Instructions ->
A. Answer these questions using the forum thread about a special car for Marty's:
(i) What would the speaker on the proposed car announce?
(ii) In which state might the defensive weapons be illegal?
(iii) What does the post by up9018 suggest increasing the size of?
B. List every distinct name that appears in a post header of the forum thread about a special car for Marty's.

# Special Car for Marty's (JJ Warning Car)



## rhyman (Apr 19, 2009)

It's not too early to start thinking about bringing a special car to Marty's this September. Here is my idea for a special car to be placed at the end of anyone's train who is unlucky enough to preceed JJ around the layout. The speaker would announce "WAKE-UP, J.J." whenever his locomotive approached within some predetermined distance. I was thinking about adding a fire control system and a few defensive weapons, but they may be illegal in Nebraska.


----------



## livesteam53 (Jan 4, 2008)

Poor JJ always picked on..LOL 

You may also want to add Stan to the list from what I hear...


----------



## Dwight Ennis (Jan 2, 2008)

It may be more effective to get rid of the speaker and instead hook the output to a transmitter which talks to an old ignition coil strapped to JJ's backside. One of the main advantages of live steam is that I never have to run on the same set of rails as JJ. hehehe


----------



## Gary Armitstead (Jan 2, 2008)

Poor JJ. Wow, that's just.................wrong


----------



## Stan Cedarleaf (Jan 2, 2008)

Mister Hyman has been to enough of Marty's Battery Powered Steam-ups to discern the real perpetrator for the need of crash warning systems and has acted appropriately.....


----------



## up9018 (Jan 4, 2008)

There we go, soiling JJ's good name again. Just because he has ran into the back of a half-dozen people for the last 9 years, doesn't mean you should expect it on the 10th. 

But just in case, I would increase the size of the foam shock absorber 

Chris


----------



## Dwight Ennis (Jan 2, 2008)

You will note, Stan, that I conspicuously left your name OUT (I still need my artwork after all - hehehe).


----------



## Stan Cedarleaf (Jan 2, 2008)

[Data entries]

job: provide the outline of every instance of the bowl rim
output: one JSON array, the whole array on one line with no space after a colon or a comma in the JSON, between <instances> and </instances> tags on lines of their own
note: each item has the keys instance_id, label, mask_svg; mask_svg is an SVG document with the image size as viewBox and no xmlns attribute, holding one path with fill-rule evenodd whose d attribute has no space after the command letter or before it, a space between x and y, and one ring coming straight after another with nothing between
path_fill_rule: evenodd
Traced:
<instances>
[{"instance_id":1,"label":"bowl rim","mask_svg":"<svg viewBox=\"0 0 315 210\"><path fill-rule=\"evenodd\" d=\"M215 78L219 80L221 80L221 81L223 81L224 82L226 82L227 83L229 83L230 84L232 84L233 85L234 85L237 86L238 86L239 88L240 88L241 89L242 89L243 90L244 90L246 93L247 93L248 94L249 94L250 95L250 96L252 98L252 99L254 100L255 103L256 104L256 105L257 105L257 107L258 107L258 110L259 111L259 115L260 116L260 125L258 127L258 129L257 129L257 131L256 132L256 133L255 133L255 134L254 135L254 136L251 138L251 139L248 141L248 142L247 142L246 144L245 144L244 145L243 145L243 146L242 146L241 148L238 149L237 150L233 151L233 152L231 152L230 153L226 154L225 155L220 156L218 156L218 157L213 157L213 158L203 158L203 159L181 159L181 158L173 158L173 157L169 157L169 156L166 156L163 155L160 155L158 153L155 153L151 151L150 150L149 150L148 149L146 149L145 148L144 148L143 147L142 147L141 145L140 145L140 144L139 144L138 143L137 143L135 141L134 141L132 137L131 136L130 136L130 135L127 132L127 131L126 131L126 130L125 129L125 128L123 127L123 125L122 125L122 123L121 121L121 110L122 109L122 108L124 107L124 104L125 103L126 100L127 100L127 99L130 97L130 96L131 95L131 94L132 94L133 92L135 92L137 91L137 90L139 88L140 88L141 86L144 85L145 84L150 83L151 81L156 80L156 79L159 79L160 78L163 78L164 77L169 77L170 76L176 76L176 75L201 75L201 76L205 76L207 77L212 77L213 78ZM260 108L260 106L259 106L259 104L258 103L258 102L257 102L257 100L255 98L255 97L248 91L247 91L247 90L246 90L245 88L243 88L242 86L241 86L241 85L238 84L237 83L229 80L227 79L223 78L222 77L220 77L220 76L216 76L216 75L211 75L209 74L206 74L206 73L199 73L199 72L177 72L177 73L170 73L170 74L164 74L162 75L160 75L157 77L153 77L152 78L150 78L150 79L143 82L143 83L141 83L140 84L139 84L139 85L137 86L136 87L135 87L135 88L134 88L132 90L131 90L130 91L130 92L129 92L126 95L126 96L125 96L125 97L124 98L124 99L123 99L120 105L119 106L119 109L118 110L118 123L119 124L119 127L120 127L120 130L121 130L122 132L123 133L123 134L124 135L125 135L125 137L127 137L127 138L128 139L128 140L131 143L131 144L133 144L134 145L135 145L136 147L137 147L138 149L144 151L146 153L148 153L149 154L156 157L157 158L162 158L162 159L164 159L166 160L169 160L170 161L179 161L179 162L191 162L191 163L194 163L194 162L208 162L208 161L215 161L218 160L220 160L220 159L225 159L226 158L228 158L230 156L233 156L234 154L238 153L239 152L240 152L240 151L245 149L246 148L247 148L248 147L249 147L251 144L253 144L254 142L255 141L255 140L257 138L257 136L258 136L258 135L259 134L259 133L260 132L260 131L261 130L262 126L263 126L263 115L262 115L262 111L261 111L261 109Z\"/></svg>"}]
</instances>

Answers ->
A.
(i) "WAKE-UP, J.J."
(ii) Nebraska
(iii) The foam shock absorber

B.
rhyman
livesteam53
Dwight Ennis
Gary Armitstead
Stan Cedarleaf
up9018